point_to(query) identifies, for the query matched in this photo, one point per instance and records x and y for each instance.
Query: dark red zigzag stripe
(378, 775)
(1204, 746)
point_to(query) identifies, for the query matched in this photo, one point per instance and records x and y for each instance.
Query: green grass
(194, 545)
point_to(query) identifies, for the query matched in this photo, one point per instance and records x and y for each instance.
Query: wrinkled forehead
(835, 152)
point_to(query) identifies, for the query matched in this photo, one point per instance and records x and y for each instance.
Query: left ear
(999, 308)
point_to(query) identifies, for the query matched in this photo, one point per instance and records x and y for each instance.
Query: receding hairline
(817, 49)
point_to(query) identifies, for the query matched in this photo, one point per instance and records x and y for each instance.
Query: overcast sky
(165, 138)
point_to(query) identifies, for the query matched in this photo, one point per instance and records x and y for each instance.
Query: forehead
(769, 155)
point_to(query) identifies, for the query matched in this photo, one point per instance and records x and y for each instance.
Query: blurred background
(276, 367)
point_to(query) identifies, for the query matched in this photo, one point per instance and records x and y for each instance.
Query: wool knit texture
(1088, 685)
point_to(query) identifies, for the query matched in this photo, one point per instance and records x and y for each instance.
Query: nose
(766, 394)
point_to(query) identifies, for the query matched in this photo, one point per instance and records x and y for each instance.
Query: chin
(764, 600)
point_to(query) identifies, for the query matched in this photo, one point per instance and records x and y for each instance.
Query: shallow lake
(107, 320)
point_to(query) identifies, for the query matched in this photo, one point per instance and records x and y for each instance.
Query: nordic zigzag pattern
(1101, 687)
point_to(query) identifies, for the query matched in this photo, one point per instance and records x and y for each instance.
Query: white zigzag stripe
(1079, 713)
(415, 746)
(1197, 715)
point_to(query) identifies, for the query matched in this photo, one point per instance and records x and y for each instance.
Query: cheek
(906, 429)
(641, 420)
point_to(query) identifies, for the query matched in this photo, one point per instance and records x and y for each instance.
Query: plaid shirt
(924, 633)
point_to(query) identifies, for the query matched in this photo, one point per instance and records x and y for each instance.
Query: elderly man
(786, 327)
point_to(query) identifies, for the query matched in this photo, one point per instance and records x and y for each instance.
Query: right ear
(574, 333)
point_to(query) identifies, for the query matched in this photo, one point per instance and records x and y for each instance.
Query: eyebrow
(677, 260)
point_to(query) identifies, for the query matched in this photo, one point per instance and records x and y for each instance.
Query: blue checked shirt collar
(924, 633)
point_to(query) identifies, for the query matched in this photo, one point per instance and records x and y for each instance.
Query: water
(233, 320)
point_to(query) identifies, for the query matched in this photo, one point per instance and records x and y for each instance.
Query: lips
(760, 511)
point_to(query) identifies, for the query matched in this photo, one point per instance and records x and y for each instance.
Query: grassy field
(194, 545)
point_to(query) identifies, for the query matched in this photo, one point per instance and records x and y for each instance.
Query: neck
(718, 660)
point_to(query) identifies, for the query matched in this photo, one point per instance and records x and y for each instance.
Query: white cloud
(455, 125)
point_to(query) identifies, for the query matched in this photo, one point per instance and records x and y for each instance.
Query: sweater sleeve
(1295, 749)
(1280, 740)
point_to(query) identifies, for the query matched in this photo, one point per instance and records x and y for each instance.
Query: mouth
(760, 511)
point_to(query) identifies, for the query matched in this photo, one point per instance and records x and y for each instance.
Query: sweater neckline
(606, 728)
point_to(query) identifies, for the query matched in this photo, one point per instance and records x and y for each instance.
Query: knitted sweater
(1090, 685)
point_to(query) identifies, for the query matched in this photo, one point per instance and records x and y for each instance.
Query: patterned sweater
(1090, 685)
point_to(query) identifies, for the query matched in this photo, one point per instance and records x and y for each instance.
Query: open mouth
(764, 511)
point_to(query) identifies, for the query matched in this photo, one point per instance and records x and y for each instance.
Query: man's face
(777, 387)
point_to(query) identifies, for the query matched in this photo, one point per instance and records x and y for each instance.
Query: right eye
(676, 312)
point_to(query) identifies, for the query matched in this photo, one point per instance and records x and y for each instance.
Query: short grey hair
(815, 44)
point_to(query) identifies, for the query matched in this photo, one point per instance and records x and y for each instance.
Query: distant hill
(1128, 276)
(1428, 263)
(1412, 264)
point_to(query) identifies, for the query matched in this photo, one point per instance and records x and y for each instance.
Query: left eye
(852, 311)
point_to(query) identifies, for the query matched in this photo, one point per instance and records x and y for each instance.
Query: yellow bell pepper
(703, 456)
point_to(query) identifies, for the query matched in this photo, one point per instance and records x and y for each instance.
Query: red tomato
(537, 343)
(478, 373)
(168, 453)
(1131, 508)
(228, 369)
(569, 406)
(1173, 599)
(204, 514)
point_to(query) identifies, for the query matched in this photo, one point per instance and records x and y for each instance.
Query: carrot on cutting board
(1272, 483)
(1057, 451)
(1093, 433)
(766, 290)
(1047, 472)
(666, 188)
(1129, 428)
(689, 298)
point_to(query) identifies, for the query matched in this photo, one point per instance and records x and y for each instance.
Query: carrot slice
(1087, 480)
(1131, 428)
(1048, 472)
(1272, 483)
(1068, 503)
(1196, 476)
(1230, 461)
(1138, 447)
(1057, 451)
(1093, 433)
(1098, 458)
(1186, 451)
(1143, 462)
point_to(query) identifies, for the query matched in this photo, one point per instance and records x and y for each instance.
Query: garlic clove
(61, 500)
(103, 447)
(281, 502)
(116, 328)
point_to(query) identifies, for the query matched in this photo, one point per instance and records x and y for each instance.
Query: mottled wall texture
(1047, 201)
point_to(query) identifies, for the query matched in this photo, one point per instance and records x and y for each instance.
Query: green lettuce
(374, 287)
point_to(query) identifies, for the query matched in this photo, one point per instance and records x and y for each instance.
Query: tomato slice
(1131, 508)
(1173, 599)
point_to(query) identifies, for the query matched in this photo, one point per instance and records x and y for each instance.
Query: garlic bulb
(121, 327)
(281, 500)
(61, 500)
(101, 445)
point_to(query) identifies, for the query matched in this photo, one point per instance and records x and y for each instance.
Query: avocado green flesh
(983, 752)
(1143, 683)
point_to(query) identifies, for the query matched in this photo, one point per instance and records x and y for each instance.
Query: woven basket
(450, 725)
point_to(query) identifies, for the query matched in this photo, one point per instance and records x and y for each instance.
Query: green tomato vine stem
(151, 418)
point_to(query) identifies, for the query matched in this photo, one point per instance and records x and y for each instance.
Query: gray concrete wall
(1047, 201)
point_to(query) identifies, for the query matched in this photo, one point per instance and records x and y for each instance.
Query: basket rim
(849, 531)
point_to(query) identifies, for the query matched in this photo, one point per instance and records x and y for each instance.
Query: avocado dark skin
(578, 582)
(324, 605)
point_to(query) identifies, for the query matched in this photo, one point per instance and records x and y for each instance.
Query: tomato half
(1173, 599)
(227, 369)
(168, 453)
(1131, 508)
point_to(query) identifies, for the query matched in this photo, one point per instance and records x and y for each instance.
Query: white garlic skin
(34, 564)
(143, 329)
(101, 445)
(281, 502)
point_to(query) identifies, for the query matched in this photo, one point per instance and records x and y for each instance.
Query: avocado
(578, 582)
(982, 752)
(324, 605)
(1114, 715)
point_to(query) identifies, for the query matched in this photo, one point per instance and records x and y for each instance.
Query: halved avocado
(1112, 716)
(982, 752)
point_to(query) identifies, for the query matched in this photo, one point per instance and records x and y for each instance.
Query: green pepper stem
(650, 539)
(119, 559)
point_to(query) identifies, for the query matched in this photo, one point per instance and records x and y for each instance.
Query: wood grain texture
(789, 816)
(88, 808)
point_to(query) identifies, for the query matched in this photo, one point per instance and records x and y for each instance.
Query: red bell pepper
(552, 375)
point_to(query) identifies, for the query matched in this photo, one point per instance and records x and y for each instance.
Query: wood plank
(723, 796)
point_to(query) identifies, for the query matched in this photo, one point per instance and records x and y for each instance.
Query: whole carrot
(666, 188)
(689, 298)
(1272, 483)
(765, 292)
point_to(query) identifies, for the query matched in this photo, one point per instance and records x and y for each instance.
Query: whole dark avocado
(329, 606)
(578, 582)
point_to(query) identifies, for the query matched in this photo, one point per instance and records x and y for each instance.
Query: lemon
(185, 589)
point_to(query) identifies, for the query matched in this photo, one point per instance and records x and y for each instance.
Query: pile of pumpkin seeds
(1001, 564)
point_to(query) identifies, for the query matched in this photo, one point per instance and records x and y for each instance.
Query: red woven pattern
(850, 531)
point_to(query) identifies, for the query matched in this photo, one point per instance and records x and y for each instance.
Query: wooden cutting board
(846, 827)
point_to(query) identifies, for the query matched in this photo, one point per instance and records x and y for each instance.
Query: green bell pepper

(ACTION ITEM): Exactly the lines from the one that holds "Query: whole carrot" through the final line of the records above should be written out, and only those.

(ANSWER BOX):
Query: whole carrot
(666, 188)
(689, 298)
(1272, 483)
(765, 292)
point_to(query) identifies, for the query matched in this photo, one point per instance and records x and y for each instance.
Query: whole dark avocado
(329, 606)
(578, 582)
point_to(query) identifies, for the query matched in this photo, one point per instance and records x and y for each instance.
Query: lemon
(185, 589)
point_to(query) identifies, for the query matched in this photo, one point per instance and records x and y for each instance.
Query: pile of pumpkin seeds
(1001, 564)
point_to(query) identifies, for the query matched in this photo, one point per instance and records x and y for each instance.
Query: red woven pattern
(850, 531)
point_to(query) identifies, for the query matched in this photo, one point per instance and records x and y for each instance.
Query: wooden cutting board
(846, 827)
point_to(query) identifies, for the query matched in this photo, one point per instance and records x and y for each instance.
Query: green bell pepper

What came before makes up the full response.